start Extracted information

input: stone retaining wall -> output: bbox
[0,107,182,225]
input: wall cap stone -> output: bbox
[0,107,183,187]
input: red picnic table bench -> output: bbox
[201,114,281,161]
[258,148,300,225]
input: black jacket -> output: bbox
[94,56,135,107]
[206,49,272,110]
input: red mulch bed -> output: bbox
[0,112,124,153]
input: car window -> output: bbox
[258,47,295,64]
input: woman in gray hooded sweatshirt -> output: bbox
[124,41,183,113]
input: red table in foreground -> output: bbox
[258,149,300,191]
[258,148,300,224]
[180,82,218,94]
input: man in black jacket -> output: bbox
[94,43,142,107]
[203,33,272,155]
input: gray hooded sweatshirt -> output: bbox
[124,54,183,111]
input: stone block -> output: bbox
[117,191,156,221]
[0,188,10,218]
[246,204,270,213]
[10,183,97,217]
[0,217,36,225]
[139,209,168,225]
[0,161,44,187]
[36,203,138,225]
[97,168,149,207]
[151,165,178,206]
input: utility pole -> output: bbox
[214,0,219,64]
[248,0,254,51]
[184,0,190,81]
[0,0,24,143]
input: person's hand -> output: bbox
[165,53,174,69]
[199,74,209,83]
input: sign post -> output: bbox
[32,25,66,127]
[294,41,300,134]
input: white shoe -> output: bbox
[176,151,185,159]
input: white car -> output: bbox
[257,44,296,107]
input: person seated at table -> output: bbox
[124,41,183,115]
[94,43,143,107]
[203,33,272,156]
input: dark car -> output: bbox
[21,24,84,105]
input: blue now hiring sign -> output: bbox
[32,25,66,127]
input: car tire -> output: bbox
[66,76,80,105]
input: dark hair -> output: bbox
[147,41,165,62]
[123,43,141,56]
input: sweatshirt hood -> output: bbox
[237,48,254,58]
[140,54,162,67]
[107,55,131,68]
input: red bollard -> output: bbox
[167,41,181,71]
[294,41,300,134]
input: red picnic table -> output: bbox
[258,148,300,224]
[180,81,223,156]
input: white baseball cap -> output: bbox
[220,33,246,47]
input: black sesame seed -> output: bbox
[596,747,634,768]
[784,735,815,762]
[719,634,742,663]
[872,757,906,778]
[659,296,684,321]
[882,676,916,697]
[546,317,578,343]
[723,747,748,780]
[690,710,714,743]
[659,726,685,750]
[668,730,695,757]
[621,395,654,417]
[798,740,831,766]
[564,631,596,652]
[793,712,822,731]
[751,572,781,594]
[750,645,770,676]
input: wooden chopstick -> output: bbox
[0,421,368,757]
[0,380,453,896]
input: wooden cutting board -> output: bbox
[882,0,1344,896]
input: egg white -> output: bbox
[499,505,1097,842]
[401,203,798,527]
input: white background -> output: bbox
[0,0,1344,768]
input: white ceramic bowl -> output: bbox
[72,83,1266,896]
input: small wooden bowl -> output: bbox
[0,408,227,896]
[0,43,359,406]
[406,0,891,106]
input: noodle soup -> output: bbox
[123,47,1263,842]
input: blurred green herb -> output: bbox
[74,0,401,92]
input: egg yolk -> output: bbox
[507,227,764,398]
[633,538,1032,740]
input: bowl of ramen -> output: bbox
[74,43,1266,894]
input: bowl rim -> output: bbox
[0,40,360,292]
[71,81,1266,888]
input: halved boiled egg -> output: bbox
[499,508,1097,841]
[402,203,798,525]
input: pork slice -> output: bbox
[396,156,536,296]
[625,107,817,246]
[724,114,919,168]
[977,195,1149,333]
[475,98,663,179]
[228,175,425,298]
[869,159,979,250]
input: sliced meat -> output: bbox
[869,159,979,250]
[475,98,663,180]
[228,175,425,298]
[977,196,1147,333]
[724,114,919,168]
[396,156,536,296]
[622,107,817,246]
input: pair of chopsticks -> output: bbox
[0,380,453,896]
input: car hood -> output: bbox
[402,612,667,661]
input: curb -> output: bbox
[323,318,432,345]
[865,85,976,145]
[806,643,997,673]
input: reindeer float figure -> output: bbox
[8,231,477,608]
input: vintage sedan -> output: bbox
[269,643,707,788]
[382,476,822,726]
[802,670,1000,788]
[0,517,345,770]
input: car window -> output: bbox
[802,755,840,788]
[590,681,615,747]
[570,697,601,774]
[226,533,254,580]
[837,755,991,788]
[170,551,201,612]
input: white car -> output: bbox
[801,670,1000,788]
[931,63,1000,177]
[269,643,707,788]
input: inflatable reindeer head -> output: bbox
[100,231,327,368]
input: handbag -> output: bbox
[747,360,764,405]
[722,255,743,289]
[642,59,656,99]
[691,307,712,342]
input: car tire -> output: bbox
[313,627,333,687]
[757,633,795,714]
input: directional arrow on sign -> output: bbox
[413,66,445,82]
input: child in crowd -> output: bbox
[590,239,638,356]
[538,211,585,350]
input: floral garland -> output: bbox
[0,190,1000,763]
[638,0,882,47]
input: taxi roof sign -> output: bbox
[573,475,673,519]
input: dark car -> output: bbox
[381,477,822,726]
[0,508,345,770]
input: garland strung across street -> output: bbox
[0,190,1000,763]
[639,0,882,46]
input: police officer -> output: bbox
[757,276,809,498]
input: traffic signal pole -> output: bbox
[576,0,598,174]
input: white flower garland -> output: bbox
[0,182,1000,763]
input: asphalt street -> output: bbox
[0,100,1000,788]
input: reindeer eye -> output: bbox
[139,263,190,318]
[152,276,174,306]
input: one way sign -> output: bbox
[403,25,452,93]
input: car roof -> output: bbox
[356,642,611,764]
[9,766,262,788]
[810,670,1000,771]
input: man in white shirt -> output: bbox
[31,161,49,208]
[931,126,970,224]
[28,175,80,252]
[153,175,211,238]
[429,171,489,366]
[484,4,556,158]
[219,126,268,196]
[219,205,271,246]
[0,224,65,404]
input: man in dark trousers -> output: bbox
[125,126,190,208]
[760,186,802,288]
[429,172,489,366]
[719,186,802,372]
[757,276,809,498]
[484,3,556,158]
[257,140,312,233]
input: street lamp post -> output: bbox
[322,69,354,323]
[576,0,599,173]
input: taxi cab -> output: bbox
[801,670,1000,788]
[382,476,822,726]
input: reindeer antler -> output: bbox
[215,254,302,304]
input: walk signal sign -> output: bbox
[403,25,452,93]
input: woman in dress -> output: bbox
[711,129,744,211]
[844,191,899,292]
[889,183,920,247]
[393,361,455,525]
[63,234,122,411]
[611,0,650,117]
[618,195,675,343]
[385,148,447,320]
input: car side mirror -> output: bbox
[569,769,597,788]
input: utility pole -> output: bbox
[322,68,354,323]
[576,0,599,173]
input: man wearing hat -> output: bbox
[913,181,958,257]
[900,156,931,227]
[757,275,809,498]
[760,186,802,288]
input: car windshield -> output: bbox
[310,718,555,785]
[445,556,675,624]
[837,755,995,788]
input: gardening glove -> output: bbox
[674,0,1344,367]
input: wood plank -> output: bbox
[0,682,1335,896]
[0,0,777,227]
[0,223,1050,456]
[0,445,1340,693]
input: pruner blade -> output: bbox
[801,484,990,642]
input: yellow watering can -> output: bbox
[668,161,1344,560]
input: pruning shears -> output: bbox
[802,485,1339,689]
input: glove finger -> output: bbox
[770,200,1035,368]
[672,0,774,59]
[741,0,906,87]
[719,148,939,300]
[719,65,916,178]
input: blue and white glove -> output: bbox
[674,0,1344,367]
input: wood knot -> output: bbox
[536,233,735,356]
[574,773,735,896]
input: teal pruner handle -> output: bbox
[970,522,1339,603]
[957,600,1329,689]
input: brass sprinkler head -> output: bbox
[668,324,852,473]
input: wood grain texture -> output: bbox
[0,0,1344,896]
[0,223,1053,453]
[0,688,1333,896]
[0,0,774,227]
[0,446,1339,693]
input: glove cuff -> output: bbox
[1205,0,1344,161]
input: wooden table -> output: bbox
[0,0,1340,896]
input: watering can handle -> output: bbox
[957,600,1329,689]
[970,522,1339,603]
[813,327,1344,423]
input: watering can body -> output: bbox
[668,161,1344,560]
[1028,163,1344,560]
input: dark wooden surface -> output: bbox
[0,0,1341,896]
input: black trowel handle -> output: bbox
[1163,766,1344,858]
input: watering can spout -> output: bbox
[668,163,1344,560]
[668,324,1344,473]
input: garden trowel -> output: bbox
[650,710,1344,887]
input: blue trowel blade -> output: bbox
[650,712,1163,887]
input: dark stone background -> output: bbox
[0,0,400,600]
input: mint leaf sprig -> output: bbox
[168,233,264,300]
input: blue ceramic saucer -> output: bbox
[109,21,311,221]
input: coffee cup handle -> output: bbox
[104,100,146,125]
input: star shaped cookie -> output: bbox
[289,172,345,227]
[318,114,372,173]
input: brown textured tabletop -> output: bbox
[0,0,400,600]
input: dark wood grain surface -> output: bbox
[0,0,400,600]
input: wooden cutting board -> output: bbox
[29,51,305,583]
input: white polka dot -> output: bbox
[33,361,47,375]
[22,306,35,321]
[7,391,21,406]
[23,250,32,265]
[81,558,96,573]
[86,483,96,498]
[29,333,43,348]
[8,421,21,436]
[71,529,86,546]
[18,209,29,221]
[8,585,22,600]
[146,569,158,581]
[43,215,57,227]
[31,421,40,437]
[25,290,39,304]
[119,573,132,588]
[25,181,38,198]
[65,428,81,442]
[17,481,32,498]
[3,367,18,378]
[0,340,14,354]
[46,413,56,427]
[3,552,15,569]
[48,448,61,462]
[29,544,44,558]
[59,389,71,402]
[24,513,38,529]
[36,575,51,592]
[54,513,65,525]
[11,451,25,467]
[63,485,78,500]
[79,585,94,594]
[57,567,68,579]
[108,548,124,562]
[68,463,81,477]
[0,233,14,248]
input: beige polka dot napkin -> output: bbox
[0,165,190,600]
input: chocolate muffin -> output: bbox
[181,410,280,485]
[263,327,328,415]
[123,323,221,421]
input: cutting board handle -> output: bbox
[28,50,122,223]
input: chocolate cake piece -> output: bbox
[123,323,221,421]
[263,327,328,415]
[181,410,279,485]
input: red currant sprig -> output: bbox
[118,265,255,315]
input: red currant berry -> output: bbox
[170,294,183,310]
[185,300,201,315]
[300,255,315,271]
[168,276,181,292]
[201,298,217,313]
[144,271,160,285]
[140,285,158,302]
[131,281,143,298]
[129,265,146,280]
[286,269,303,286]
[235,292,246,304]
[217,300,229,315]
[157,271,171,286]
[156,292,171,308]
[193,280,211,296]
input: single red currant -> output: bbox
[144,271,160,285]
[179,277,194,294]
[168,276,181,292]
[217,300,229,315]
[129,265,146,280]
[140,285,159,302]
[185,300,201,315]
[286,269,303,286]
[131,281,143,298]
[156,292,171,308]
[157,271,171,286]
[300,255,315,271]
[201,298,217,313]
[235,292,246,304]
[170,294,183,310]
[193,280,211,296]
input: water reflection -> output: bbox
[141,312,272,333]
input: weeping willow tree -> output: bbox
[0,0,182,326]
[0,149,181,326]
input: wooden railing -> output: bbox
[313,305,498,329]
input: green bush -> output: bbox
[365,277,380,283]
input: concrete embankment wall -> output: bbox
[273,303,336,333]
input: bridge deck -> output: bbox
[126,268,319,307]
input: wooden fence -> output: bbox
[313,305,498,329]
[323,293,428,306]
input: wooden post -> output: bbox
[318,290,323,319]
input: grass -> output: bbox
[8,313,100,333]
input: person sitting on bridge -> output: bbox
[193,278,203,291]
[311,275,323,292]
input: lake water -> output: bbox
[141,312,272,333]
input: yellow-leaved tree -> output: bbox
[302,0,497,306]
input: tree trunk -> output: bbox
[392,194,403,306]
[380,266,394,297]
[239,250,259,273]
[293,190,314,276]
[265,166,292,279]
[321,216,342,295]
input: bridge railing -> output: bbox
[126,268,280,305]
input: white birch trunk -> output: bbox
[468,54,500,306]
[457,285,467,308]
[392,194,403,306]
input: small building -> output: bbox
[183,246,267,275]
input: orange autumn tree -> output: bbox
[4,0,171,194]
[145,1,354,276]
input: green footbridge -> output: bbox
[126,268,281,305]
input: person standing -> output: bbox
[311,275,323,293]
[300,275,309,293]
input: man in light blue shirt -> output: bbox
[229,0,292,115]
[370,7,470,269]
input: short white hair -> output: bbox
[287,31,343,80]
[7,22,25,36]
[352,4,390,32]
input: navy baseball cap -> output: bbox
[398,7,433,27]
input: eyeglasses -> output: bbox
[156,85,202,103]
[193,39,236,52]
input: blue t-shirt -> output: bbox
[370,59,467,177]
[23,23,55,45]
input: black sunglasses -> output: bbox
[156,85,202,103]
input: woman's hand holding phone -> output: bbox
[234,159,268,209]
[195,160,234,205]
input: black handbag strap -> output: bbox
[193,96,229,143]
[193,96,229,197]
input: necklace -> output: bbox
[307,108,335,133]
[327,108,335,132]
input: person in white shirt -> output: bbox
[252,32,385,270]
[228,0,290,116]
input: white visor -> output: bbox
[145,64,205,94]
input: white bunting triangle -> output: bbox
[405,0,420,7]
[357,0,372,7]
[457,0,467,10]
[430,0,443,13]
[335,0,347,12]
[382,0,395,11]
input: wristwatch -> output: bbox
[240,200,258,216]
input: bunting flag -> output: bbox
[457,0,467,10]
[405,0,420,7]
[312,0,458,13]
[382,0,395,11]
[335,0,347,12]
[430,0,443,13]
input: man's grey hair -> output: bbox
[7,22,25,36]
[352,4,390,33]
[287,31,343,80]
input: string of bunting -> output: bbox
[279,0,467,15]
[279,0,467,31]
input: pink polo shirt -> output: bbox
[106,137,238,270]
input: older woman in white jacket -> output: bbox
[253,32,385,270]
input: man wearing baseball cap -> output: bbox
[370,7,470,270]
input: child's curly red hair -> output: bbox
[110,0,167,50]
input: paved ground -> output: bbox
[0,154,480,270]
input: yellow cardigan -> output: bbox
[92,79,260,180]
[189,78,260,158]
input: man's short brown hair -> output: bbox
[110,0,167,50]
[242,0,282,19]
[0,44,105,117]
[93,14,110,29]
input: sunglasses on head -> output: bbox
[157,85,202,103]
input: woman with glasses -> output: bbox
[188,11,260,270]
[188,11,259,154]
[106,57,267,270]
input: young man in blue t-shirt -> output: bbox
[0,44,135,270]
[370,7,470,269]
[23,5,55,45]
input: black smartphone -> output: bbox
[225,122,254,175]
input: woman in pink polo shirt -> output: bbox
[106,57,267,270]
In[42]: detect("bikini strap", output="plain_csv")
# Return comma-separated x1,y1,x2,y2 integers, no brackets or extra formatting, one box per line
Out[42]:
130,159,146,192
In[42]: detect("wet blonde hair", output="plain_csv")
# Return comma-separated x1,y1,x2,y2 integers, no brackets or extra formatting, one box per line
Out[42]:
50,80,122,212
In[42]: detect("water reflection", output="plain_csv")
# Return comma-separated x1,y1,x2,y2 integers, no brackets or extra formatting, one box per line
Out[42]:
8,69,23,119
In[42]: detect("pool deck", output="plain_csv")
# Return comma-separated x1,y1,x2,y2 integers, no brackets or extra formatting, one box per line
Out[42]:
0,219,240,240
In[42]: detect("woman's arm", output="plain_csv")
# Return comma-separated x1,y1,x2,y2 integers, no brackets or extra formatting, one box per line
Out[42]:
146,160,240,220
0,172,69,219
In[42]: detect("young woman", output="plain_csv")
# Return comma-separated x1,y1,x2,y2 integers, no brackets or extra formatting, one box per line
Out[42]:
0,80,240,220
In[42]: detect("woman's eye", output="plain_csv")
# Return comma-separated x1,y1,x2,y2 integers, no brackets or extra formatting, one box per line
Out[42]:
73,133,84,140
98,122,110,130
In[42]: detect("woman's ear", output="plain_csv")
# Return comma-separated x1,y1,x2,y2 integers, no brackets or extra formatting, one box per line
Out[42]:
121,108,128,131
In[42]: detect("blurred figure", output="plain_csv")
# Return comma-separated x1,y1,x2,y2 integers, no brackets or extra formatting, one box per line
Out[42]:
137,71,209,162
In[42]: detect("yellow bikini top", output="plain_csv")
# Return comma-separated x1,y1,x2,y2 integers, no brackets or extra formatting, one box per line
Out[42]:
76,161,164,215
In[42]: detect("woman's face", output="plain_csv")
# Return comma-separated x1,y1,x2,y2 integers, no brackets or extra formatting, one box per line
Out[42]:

end Extracted information

> _Work to complete_
Rewrite part of the data as a numbered list with blank lines left out. Begin at the line that has "input: white bunting triangle -> output: bbox" and stop after the line that has "[157,85,202,103]".

> _Answer to the task_
1. input: white bunting triangle -> output: bbox
2. [405,0,420,7]
3. [357,0,372,7]
4. [457,0,467,10]
5. [430,0,443,13]
6. [335,0,347,12]
7. [382,0,395,11]
8. input: wristwatch -> output: bbox
9. [240,200,258,216]
10. input: bunting flag -> output: bbox
11. [457,0,467,10]
12. [405,0,420,7]
13. [312,0,458,13]
14. [382,0,395,11]
15. [335,0,347,12]
16. [430,0,443,13]
17. input: man's grey hair -> output: bbox
18. [7,22,25,36]
19. [352,4,390,33]
20. [287,31,343,80]
21. input: string of bunting -> output: bbox
22. [279,0,467,15]
23. [279,0,467,31]
24. input: pink polo shirt -> output: bbox
25. [106,137,238,270]
26. input: older woman in white jacket -> output: bbox
27. [253,32,385,270]
28. input: man wearing baseball cap -> output: bbox
29. [370,7,470,270]
30. input: child's curly red hair -> output: bbox
31. [110,0,167,50]
32. input: paved ground -> output: bbox
33. [0,154,480,270]
34. input: yellow cardigan -> output: bbox
35. [92,79,260,180]
36. [189,78,260,158]
37. input: man's short brown hair -> output: bbox
38. [110,0,167,50]
39. [242,0,282,19]
40. [0,44,105,117]
41. [93,14,110,29]
42. input: sunglasses on head -> output: bbox
43. [157,85,202,103]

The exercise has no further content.